━━━ EXERCISE MATERIALS

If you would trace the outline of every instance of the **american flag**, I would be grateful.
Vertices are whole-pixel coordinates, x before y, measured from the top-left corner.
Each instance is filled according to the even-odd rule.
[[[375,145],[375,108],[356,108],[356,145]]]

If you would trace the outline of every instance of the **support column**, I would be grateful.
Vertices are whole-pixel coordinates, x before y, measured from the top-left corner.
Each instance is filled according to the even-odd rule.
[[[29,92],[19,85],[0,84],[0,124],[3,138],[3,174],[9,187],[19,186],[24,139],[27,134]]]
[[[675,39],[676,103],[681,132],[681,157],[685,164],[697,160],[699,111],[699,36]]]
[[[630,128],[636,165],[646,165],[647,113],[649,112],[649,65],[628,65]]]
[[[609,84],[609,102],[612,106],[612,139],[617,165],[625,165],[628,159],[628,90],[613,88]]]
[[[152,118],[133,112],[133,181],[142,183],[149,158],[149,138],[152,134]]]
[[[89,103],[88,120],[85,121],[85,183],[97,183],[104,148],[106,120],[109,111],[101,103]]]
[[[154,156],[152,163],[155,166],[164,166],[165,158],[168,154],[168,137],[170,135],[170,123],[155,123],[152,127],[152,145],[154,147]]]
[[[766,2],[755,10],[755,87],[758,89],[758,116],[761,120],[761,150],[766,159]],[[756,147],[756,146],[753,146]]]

━━━━━━

_WHAT IS BEING ASKED_
Reproduce every line of the records above, including the requests. Multiply each vertex coordinate in the outlines by 0.55 and round to the nearest whole number, rounding halves up.

_PROBLEM SOLUTION_
If you would trace the outline of every instance of the **american flag**, I would be grateful.
Vertices are whole-pixel coordinates, x before y, measured from the top-left corner.
Each instance is filled according to the even-odd rule.
[[[206,80],[206,59],[196,59],[196,80]]]

If you would trace the outline of every instance of the **support column**, I would be grateful.
Vertices are whole-pixel coordinates, x before y, measured from the top-left corner.
Each instance is filled according to the even-odd rule.
[[[16,51],[10,47],[0,46],[0,68],[2,76],[2,96],[5,103],[10,102],[13,76],[15,74]]]
[[[371,21],[372,57],[375,73],[375,86],[377,90],[383,88],[384,61],[384,20]]]
[[[347,70],[350,91],[355,91],[356,62],[357,62],[357,36],[345,36]]]
[[[335,46],[335,56],[337,58],[337,76],[339,91],[344,91],[345,87],[345,50],[337,48]]]
[[[84,65],[73,62],[73,100],[78,101],[82,87],[82,76],[84,74]]]
[[[49,57],[48,66],[47,67],[47,101],[53,101],[57,81],[58,66],[60,61],[56,57]]]
[[[85,86],[84,90],[85,91],[90,91],[91,87],[92,85],[92,75],[94,74],[94,68],[85,68],[84,70],[84,80],[85,81]]]
[[[421,1],[415,6],[415,48],[417,49],[417,64],[419,66],[419,83],[421,87]],[[416,81],[416,80],[414,80]]]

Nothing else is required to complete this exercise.